## [Data for this task]
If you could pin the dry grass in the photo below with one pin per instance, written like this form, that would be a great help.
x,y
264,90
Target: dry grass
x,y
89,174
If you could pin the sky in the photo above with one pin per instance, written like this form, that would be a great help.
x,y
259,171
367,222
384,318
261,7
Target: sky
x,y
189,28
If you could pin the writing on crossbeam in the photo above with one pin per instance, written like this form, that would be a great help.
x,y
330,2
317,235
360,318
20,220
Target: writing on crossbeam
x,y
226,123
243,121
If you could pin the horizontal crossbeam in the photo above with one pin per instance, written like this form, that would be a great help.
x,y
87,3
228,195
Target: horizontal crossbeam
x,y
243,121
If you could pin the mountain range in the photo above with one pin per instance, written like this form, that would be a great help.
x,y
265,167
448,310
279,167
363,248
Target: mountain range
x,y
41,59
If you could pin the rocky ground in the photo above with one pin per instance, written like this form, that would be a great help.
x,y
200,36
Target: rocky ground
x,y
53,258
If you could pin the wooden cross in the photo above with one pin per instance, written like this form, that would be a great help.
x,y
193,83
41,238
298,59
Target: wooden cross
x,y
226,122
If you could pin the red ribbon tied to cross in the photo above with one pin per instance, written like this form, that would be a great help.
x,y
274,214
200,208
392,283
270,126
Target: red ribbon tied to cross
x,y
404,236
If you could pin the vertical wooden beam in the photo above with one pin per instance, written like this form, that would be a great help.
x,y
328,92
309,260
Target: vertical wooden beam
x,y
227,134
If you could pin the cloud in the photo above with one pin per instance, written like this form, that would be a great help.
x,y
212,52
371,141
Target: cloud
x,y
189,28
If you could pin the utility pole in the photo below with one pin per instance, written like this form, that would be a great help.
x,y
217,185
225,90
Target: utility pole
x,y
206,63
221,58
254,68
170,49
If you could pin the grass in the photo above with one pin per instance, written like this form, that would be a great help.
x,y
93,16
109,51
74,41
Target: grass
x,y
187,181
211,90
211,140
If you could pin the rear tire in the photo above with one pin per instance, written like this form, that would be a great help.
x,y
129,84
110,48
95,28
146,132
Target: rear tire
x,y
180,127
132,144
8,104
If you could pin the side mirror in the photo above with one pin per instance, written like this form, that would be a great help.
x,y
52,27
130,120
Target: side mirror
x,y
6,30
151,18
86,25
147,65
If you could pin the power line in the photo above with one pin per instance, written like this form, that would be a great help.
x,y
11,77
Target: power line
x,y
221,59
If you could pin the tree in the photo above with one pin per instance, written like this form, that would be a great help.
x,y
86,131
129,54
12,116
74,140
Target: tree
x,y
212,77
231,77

## [Instructions for the task]
Reproduce the entries in full, exactly as written.

## [Response to the exercise]
If you could pin the dry grass in the photo below with one pin per instance, written like this form, that would be a great help.
x,y
264,90
Target: dry grass
x,y
89,174
If you could pin the sky in the photo above with one pin per instance, written like this form, that would be a great help.
x,y
259,171
367,222
384,318
261,7
Target: sky
x,y
189,28
If you could pin the writing on crossbeam in the photo above with one pin per instance, written like this form, that would be a great help.
x,y
330,2
317,235
360,318
20,220
Target: writing on crossbeam
x,y
226,123
243,121
If you could pin the horizontal crossbeam in the photo above with one pin per instance, written like this form, that would be a great help.
x,y
87,3
228,195
Target: horizontal crossbeam
x,y
243,121
If you could pin the mountain range in the photo above with one pin per instance, written like this form, that would be a great help.
x,y
265,167
448,310
279,167
363,248
Target: mountain range
x,y
41,59
If you could pin the rocky ground in the photo above with one pin per instance, written like this form, that would be a great help.
x,y
200,36
Target: rocky ground
x,y
53,258
If you could pin the wooden cross in the photo above with one pin per instance, written like this form, that would be a great help.
x,y
193,83
41,238
298,59
Target: wooden cross
x,y
226,122
If you could pin the red ribbon tied to cross in the photo above with one pin per instance, written like this form, that would be a great help.
x,y
274,214
200,208
392,283
270,126
Target: red ribbon tied to cross
x,y
404,236
If you could pin the vertical wooden beam in the photo above with one pin per instance, written like this form, that would be a great help.
x,y
328,92
309,260
Target: vertical wooden beam
x,y
227,134
If you could pin the cloud in the photo above with one pin per instance, written like this form, that would be a great help.
x,y
212,52
371,141
Target: cloud
x,y
189,28
If you could pin the utility pole in the photo below with one pin per instance, written like this form, that would be a great help.
x,y
217,185
225,90
Target: utility pole
x,y
206,63
221,58
254,68
170,49
If you could pin the grass in the photo above with one pin per instance, written like this form, that would be a great help.
x,y
93,16
109,51
74,41
Target: grass
x,y
187,181
211,90
211,140
If you could pin the rear tire in the photo above with one pin per instance, written like this form, that would be a great help.
x,y
129,84
110,48
95,28
146,132
Target: rear tire
x,y
180,127
132,144
8,104
If you could pin the side mirror in the photo above with one pin per instance, written like this form, that would be a great help.
x,y
52,27
130,120
Target: side mirror
x,y
6,30
151,18
86,25
147,65
If you could pin the power line in the photo above with one pin per instance, written like this form, that would be a great help.
x,y
11,77
Target: power line
x,y
221,59
If you could pin the tree in the photo above with one pin per instance, written like this form, that would be a great help.
x,y
86,131
129,54
12,116
74,140
Target: tree
x,y
212,77
231,77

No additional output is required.